[Start of Attachment]

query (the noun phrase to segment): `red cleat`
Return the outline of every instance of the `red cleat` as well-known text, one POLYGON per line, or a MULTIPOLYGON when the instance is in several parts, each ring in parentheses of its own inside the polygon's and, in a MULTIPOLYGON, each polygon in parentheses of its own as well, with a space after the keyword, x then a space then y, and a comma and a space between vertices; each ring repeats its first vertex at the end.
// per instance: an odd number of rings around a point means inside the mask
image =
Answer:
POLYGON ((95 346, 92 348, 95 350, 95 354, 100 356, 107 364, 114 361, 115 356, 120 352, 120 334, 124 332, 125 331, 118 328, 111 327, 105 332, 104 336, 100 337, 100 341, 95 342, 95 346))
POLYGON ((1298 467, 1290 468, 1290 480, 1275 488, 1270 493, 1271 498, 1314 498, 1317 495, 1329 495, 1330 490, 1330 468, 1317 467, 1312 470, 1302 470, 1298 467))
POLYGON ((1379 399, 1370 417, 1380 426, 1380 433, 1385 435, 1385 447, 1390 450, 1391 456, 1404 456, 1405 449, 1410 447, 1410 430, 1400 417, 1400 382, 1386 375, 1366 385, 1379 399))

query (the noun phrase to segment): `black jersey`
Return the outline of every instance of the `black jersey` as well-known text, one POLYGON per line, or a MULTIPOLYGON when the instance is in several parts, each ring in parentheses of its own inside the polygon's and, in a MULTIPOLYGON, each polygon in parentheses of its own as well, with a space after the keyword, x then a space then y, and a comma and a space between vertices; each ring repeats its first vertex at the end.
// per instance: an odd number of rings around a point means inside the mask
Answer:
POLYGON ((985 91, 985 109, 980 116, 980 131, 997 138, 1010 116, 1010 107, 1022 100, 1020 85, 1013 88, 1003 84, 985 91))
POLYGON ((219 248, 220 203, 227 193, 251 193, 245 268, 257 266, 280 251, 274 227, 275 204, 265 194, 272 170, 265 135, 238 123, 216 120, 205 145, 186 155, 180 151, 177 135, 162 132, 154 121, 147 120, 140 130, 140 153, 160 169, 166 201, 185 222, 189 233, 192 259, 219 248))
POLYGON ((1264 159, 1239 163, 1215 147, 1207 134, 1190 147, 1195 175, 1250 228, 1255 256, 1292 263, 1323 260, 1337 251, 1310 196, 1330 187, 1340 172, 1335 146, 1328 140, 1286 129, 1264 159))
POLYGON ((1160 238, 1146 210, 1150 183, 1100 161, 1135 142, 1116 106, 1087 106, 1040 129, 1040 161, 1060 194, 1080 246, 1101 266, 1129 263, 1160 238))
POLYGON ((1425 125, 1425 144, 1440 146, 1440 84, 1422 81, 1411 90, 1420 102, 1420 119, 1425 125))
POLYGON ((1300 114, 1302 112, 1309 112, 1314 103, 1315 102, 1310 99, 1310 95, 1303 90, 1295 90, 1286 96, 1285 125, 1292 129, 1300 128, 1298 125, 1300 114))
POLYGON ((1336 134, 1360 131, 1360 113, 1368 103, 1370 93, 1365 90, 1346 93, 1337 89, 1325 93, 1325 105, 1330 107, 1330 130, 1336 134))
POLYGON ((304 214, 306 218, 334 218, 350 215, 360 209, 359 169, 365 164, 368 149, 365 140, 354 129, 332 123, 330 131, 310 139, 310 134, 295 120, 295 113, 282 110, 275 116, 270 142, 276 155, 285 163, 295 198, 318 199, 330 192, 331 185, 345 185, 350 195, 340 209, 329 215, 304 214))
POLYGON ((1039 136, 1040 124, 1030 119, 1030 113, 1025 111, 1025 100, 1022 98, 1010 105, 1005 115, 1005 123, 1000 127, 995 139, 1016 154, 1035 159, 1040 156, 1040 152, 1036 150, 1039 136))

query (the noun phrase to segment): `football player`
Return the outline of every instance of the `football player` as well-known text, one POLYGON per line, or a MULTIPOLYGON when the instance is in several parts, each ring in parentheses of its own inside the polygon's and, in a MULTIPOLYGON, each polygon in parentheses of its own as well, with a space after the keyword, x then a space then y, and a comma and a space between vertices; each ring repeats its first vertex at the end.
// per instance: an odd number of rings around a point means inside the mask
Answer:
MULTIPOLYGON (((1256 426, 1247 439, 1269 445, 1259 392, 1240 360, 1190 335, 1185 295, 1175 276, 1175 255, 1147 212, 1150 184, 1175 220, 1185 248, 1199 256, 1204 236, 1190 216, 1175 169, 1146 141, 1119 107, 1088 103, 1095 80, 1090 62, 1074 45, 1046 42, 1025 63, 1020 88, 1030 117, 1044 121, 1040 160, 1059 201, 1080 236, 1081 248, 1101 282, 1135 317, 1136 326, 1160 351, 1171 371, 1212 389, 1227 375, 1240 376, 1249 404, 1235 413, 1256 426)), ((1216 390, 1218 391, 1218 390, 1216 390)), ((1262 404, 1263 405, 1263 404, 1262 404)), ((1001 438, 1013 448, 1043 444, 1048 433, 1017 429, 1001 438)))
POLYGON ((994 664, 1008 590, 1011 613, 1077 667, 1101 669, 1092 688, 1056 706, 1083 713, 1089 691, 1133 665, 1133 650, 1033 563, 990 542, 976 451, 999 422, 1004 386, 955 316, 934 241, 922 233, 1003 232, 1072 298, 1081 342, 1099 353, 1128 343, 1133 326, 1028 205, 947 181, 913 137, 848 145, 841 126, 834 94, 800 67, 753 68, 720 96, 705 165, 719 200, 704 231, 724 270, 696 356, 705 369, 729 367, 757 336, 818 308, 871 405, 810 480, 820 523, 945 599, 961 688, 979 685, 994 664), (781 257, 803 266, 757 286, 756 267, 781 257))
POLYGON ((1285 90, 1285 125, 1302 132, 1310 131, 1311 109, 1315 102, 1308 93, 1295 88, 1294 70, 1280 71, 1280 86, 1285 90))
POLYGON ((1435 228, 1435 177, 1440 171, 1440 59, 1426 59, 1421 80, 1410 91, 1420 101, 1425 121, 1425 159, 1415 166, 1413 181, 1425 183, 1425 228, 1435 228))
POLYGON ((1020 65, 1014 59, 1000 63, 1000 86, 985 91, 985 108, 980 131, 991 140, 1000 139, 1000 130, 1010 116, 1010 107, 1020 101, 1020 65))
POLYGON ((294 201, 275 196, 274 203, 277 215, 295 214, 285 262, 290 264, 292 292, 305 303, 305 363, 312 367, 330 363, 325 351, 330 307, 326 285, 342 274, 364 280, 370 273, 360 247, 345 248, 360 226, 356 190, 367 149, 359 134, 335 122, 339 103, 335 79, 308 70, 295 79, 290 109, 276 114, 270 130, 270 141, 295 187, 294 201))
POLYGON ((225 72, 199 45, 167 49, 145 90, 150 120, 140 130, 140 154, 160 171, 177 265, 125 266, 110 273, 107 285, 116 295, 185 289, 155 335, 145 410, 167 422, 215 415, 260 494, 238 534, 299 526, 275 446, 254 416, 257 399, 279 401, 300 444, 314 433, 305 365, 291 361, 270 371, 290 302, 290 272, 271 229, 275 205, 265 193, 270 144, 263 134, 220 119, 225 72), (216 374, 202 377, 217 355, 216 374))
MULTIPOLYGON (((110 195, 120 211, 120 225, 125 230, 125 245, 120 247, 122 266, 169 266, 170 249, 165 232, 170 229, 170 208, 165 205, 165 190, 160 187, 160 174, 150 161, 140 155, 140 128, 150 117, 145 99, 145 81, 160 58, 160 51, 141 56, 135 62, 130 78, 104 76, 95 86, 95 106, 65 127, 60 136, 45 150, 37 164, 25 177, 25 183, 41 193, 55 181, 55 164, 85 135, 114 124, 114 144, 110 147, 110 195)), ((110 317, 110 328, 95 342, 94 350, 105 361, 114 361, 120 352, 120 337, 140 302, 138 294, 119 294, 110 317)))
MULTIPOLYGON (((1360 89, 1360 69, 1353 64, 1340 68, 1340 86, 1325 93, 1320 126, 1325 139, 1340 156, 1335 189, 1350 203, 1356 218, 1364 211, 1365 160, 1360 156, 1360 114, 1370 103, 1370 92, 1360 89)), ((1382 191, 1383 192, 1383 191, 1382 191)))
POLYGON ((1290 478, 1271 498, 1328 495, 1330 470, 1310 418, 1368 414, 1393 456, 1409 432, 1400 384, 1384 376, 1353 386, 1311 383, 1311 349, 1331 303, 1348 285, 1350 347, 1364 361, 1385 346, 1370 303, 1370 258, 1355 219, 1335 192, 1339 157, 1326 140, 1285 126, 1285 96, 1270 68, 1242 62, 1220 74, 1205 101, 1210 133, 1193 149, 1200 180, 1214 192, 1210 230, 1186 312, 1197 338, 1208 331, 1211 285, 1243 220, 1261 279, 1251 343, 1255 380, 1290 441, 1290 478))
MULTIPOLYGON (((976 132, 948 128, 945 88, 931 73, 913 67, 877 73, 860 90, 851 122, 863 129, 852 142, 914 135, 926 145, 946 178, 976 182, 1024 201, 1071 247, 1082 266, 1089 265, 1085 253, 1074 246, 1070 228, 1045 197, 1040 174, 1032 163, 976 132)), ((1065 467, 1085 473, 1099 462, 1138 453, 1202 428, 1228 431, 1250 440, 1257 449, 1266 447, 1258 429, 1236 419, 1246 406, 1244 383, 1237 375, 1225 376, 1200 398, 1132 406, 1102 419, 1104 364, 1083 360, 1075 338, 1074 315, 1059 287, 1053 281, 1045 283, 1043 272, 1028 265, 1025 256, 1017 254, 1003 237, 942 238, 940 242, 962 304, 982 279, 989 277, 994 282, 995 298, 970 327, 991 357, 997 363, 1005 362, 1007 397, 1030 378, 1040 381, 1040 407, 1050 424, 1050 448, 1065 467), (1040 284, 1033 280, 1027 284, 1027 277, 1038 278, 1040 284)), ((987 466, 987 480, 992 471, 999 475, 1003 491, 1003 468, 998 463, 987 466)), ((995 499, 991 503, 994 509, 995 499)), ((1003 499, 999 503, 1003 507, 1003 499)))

[End of Attachment]
[Start of Attachment]

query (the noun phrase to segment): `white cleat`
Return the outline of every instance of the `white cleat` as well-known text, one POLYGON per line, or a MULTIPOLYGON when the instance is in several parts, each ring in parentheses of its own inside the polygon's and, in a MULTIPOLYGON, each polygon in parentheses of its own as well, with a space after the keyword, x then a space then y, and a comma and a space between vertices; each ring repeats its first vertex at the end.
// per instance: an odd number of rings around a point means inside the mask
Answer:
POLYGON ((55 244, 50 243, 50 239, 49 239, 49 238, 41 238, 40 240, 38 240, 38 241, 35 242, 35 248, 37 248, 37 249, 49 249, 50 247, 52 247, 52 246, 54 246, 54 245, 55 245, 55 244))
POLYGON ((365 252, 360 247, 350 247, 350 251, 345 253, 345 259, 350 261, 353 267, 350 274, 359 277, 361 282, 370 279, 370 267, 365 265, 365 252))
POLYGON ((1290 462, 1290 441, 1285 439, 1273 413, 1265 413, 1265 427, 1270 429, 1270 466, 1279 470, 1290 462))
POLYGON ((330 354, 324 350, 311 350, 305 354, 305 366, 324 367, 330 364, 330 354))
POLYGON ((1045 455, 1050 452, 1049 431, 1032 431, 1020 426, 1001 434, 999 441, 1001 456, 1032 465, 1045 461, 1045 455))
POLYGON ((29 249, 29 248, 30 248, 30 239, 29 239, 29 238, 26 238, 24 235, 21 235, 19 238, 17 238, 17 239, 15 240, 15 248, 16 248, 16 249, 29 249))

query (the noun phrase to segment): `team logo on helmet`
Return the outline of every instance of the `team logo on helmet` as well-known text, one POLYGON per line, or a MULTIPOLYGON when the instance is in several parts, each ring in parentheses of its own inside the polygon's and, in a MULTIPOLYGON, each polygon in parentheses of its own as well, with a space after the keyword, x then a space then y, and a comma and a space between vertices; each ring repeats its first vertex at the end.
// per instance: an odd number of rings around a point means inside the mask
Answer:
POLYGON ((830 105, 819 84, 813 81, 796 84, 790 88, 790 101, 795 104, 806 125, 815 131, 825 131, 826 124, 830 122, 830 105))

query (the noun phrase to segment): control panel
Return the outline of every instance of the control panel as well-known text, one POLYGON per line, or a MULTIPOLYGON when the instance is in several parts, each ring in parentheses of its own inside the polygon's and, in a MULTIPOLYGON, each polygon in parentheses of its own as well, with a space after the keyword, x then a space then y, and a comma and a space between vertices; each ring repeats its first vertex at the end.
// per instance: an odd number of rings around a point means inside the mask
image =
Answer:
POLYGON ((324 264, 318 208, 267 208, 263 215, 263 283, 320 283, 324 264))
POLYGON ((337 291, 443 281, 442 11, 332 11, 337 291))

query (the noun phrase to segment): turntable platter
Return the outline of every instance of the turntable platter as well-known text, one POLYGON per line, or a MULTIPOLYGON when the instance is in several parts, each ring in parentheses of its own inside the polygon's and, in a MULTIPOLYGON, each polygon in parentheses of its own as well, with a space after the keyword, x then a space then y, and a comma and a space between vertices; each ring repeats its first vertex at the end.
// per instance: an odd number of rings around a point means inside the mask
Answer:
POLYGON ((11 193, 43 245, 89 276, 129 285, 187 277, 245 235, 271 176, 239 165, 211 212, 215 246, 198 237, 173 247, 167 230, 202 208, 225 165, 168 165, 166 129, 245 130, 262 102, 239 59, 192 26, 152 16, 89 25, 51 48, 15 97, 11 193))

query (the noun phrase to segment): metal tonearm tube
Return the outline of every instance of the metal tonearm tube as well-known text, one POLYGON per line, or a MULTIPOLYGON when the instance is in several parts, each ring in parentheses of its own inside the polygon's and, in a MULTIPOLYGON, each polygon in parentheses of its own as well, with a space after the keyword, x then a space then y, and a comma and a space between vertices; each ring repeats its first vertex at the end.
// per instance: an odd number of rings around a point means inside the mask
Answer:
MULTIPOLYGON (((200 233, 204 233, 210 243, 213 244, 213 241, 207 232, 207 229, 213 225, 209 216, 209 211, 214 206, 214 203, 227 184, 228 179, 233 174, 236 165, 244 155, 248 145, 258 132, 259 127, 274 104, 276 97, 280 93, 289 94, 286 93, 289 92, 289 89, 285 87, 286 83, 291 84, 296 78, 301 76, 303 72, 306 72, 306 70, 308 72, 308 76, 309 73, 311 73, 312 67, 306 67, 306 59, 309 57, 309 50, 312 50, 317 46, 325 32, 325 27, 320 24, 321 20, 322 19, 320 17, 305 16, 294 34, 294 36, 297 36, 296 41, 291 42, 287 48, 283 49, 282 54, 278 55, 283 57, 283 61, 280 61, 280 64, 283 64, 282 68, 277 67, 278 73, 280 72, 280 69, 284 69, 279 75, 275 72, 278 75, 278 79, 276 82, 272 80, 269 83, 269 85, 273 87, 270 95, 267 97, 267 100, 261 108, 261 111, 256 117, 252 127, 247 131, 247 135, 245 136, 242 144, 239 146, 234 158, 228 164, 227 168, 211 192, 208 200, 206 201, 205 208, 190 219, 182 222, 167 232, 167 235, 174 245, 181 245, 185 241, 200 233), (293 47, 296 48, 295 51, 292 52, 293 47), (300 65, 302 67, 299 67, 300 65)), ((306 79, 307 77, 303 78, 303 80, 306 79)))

[End of Attachment]

▶ **The task**
If a line contains the word "tonearm", it counts; please state how many such lines the records above have, and nothing more.

▶ **Response box**
2